Le carton de tapisserie est le lieu où Marois laisse s’exprimer la couleur et le geste. L’aquarelle et la gouache jouent de transparence et d’opacité. Taches et coulures s’affirment. Mais déjà l’artiste y commence son travail de harnachement par collage et découpage, ajoutant, retranchant, reconfigurant son impulsion première. La composition, au final, n’est pas le résultat d’un automatisme, d’une improvisation, d’un chaos, mais une structure où des plans sont clairement définis, où les traces d’une manipulation de l’image influent sur le chromatisme et la nature même des taches de couleurs, où l’ordre déjà s’installe. Puis commence le long, le très long processus de tissage où chaque ton est reconstruit point par point, où chaque nuance est décomposée et rendue à l’aide de plusieurs fils de couleurs différentes. On serait tenté d’établir un parallèle avec la photographie numérique où, à l’écran, les valeurs colorées sont obtenues pixel par pixel. Mais, chez Marois, il y a cette matérialité de la fibre, absente de l’imagerie informatique. La régularité de la trame du tissage est aussi le résultat d’un battement…
On retrouve dans les dessins récents de Marois cette même précision cachée, cette divine proportion dans la fragilité de la touche. La fluidité de l’aquarelle est contrôlée malgré son apparente indocilité, soit par l’aspect sériel de larges bandes parallèles où la couleur « s’épuise », soit par l’apparition d’horizontales qui traversent les taches, comme si ses ciels de couleurs étaient dotés de plusieurs horizons.
Chez Marcel Marois, la synthèse entre la turbulence de l’élan créateur et la cohérence d’une exécution totalement contrôlée s’opère parfaitement. De cette dialectique de l’ordre et du chaos émergent des oeuvres qui ont la délicatesse de l’aile du papillon et la force de l’ouragan.

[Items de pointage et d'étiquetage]
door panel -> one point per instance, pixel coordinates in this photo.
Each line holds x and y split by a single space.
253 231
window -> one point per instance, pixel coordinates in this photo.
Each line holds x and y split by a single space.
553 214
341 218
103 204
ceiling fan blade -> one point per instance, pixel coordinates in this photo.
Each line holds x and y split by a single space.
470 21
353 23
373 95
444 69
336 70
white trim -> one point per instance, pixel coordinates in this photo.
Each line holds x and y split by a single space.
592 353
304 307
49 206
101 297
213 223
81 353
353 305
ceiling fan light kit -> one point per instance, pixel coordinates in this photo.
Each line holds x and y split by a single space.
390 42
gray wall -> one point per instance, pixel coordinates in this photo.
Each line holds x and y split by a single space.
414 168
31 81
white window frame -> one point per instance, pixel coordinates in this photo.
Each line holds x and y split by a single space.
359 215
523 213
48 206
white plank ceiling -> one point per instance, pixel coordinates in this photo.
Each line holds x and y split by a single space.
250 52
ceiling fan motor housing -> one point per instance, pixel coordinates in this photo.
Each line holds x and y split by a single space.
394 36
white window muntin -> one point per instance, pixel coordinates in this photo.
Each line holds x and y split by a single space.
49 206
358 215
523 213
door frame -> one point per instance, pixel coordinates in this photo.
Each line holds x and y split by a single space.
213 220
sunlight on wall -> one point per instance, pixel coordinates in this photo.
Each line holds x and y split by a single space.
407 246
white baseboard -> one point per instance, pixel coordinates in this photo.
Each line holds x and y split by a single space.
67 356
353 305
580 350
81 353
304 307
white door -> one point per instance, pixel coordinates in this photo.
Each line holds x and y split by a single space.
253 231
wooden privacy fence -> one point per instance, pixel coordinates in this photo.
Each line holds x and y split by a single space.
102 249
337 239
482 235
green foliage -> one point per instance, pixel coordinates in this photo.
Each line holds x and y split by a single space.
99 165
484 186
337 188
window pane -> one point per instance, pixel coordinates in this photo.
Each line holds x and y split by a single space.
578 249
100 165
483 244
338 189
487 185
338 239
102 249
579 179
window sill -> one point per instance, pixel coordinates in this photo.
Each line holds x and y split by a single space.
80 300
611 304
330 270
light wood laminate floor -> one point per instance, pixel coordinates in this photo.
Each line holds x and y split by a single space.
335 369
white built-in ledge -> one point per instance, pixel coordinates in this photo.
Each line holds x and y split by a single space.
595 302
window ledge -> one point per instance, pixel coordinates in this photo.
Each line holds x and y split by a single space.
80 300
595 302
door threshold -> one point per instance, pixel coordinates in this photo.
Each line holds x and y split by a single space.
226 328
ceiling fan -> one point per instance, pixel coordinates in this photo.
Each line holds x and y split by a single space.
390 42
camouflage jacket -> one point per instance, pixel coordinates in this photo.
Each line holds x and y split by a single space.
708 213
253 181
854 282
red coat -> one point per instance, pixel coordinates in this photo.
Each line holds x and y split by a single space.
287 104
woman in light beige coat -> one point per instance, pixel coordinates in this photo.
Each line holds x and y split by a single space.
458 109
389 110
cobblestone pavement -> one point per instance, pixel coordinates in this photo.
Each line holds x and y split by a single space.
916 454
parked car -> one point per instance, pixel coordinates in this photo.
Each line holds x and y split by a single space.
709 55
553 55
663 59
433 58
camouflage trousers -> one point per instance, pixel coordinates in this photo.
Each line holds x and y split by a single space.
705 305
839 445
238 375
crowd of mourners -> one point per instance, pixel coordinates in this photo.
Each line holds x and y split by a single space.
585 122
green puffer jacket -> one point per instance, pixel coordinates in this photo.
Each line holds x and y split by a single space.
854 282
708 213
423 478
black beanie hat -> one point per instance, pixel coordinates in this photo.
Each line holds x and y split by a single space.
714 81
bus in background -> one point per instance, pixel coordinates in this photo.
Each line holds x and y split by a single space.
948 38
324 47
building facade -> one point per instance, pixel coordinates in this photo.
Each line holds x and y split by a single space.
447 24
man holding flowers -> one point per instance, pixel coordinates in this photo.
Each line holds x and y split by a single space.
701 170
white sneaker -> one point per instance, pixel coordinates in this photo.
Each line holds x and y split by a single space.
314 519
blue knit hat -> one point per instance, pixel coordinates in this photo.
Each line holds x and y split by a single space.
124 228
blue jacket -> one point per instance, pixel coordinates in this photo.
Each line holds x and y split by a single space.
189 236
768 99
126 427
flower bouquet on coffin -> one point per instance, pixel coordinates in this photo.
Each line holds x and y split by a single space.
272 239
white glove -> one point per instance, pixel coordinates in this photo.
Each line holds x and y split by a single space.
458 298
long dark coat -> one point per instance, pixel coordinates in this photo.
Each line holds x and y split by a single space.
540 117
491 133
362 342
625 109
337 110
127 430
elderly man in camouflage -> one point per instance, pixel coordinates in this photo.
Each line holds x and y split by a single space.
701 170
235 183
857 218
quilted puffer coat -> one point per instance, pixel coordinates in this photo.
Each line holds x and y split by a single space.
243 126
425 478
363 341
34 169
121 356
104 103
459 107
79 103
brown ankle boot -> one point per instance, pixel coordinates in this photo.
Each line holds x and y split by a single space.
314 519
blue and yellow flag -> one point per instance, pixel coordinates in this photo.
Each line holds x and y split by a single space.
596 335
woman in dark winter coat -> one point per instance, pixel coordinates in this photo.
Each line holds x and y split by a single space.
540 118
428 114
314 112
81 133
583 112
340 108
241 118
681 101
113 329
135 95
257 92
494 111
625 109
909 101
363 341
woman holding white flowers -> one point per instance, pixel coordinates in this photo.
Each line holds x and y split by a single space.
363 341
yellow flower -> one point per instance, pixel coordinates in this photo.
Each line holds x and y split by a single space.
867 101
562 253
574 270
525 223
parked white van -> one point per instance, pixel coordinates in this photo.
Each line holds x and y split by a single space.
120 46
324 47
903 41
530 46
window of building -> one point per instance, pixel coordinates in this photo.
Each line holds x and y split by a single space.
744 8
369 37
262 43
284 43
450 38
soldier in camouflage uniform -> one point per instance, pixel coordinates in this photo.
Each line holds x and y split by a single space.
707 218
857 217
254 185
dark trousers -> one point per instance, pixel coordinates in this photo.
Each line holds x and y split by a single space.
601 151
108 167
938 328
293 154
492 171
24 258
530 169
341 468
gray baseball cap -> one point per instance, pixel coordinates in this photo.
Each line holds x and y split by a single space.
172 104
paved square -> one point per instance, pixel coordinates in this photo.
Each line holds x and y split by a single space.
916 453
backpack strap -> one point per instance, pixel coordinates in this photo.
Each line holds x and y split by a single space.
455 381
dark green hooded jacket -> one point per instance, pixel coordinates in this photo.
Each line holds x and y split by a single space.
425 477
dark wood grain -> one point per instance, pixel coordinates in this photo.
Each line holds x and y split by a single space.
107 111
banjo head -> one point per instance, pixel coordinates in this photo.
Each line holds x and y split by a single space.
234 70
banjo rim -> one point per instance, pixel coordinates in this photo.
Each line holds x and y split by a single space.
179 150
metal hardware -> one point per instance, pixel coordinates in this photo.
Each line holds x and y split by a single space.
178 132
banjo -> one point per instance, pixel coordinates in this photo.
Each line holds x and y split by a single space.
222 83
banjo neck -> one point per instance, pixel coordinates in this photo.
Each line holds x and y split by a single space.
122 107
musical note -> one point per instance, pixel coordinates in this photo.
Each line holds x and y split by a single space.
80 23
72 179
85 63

Énoncé A: D'après l'extrait sur Marcel Marois, quelles deux techniques jouent de transparence et d'opacité dans le carton de tapisserie ?
Énoncé B: Reformulez plus brièvement le paragraphe de l'extrait sur Marcel Marois qui commence par « On retrouve dans les dessins récents », en conservant ses faits principaux.
Énoncé C: Recopiez mot pour mot le passage de l'extrait sur Marcel Marois qui commence par « Chez Marcel Marois, la » et se poursuit jusqu'à « force de l’ouragan. ».

Corrigé A: L'aquarelle et la gouache.

Corrigé B: Les dessins récents de Marois présentent la même précision cachée et une divine proportion dans la fragilité de la touche. Malgré son apparente indocilité, l'aquarelle y est contrôlée de deux façons. D'une part, de larges bandes parallèles en série font que la couleur « s'épuise ». D'autre part, des horizontales traversent les taches, comme si ses ciels de couleurs avaient plusieurs horizons.

Corrigé C:
Chez Marcel Marois, la synthèse entre la turbulence de l’élan créateur et la cohérence d’une exécution totalement contrôlée s’opère parfaitement. De cette dialectique de l’ordre et du chaos émergent des oeuvres qui ont la délicatesse de l’aile du papillon et la force de l’ouragan.